= Instrução 1 =
Reúna todas as linhas da listagem que contêm a palavra "water".

Systems Performance - Metodologias
Um deep-dive nas principais metodologias para troubleshooting de gargalos e outros problemas de performance em sistemas.

Esse é mais um post da série sobre Systems Performance. Dessa vez, irei abordar sobre metodologias, ou seja, por onde começar suas análises em ambientes e aplicações que não estão performando bem. Vou abordar sobre as principais utilizadas hoje em dia, como USE e RED, mas também comentar sobre formas mais simples que as vezes, podem dar uma luz só pelo fato de fazer algumas perguntas.
Mas antes disso, vamos dar um passo para trás e falar sobre perspectivas de análises.
Perspectivas
Existem duas perspectivas comuns para a análise de performance, cada uma direcionada a “alvos” diferentes e utilizando métricas e abordagens distintas. Essas perspectivas são: as análises de workloads e as análises de recursos.
A análise de recursos começa examinando os principais componentes do sistema, como CPU, memória, discos, interfaces de rede e etc... O foco aqui está na utilização, com o objetivo de identificar quando os recursos estão próximos de atingir ou se já excederam seus limites. Alguns recursos, como a CPU, possuem métricas de utilização diretamente acessíveis. Para outros, é necessário fazer estimativas baseadas em dados disponíveis, como calcular a utilização de interfaces de rede comparando o tráfego de saída (egress) e entrada (ingress) com a largura de banda máxima.
As métricas mais adequadas para análise de recursos incluem: IOPS, Throughput, Utilização e Saturação. Vou entrar em detalhes sobre isso mais a diante.
Essas métricas revelam não apenas a carga aplicada a cada recurso, mas também o quão próximos eles estão de seus limites operacionais. Métricas adicionais, como latência, fornecem uma visão complementar, ajudando a avaliar como os recursos estão lidando com os workloads em termos de tempo de resposta. Existem ferramentas nativas no Linux como vmstat
, mpstat
e iostat
, que fornecem dados detalhados para uma análise mais certeira.
Já a análise de workload foca no desempenho das aplicações, avaliando a carga aplicada e como a aplicação responde a ela. As principais métricas para análise são taxa de requests e latência.
Essa análise envolve examinar os atributos das requests, como o quantidade de clients, tabelas mais acessadas ou as queries mais realizadas. Isso ajuda a identificar cargas desnecessárias ou desbalanceadas. Mesmo em sistemas com baixa latência, entender os padrões de workload pode revelar algumas oportunidades de otimização.
A latência é o indicador mais importante de desempenho da aplicação, representando o tempo de resposta. Para diferentes sistemas, como bancos de dados ou servidores web, a latência equivale ao tempo para processar queries ou requisições HTTP.
Com isso alinhado, vamos nos aprofundar em algumas metodologias.
Metodologias
Ao trabalhar com aplicações e ambientes não performáticos, geralmente o primeiro desafio é: Por onde devemos começar?
Assim como mencionei no primeiro post dessa série, problemas de performance podem aparecer de qualquer lugar, software, hardware ou qualquer componente que esteja no fluxo dos dados. As metodologias de análise podem ajudar por onde iniciar a análise com processos mais efetivos.

= Trechos do conjunto de dados de anotação de localização =
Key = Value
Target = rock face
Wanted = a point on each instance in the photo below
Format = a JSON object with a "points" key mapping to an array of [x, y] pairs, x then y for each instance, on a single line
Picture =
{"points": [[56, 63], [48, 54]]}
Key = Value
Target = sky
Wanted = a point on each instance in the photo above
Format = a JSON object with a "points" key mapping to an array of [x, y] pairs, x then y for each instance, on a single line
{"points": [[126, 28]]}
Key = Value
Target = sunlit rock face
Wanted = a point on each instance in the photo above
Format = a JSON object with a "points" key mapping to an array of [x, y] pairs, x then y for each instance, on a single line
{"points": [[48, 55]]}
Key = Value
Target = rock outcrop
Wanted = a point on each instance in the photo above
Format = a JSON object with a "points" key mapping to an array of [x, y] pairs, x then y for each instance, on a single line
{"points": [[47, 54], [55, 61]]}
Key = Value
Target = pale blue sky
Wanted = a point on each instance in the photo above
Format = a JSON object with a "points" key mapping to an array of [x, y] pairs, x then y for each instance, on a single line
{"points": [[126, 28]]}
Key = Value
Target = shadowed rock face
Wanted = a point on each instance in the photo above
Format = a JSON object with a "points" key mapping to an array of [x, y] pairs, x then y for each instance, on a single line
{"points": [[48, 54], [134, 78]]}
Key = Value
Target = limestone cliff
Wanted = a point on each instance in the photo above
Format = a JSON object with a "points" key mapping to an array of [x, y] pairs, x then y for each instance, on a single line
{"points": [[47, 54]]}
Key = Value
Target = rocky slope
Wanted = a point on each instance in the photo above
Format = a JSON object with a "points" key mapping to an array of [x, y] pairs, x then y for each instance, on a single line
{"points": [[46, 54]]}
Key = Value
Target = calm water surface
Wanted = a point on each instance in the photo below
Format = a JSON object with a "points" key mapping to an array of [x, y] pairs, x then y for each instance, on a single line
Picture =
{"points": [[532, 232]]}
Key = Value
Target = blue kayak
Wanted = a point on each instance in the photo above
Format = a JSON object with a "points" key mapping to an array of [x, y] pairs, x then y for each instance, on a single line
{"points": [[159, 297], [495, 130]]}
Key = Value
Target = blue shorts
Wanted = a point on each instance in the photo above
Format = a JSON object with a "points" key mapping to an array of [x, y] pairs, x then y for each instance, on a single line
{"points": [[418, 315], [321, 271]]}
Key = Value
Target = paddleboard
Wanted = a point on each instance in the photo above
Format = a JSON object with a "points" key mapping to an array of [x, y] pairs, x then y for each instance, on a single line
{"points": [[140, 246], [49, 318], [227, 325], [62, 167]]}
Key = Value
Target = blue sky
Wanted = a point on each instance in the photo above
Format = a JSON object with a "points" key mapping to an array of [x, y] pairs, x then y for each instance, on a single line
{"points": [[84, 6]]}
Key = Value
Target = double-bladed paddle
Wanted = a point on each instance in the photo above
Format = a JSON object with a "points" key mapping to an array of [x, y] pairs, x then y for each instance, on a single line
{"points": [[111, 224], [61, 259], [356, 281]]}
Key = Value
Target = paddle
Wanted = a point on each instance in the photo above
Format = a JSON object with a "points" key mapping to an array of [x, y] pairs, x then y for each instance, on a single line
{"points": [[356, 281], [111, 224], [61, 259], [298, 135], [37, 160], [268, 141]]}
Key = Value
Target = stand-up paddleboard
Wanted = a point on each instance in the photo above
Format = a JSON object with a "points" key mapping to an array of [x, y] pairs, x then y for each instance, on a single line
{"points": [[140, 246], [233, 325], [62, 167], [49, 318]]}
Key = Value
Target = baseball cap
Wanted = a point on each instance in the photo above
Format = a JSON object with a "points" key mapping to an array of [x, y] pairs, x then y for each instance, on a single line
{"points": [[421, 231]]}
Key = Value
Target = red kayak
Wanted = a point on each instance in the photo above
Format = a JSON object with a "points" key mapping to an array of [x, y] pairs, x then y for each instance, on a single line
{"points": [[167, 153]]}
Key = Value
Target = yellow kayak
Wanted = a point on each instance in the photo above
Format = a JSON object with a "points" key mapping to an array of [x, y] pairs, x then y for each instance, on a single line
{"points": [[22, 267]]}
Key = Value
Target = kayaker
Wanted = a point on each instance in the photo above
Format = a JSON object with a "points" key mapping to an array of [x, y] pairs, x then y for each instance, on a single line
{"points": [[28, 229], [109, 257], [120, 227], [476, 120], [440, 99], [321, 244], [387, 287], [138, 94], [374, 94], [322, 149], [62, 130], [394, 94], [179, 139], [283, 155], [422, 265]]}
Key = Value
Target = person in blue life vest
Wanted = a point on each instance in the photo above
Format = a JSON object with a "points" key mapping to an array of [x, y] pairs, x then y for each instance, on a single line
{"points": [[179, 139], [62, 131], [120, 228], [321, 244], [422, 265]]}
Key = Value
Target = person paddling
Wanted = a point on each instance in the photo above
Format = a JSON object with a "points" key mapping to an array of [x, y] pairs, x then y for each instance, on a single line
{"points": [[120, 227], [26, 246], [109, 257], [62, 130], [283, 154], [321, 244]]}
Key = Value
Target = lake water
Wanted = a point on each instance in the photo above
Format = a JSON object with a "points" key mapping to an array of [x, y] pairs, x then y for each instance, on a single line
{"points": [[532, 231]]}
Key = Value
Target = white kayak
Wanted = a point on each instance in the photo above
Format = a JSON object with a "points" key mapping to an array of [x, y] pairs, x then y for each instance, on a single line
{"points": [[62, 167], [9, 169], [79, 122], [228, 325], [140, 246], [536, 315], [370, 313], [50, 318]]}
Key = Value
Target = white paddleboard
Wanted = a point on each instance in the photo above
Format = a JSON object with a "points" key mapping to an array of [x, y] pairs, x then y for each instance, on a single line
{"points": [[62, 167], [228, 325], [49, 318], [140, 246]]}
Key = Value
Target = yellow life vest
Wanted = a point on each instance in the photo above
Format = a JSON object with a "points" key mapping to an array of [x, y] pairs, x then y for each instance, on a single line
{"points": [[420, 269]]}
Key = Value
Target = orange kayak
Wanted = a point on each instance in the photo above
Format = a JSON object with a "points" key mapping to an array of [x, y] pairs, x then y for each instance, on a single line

= Instrução 2 =
Repita literalmente o trecho do texto sobre performance de sistemas, começando em "Systems Performance - Metodologias" e terminando em "perspectivas de análises.".

= Resposta do exercício 1 =
Target = calm water surface
Target = lake water

= Resposta do exercício 2 =
Systems Performance - Metodologias
Um deep-dive nas principais metodologias para troubleshooting de gargalos e outros problemas de performance em sistemas.

Esse é mais um post da série sobre Systems Performance. Dessa vez, irei abordar sobre metodologias, ou seja, por onde começar suas análises em ambientes e aplicações que não estão performando bem. Vou abordar sobre as principais utilizadas hoje em dia, como USE e RED, mas também comentar sobre formas mais simples que as vezes, podem dar uma luz só pelo fato de fazer algumas perguntas.
Mas antes disso, vamos dar um passo para trás e falar sobre perspectivas de análises.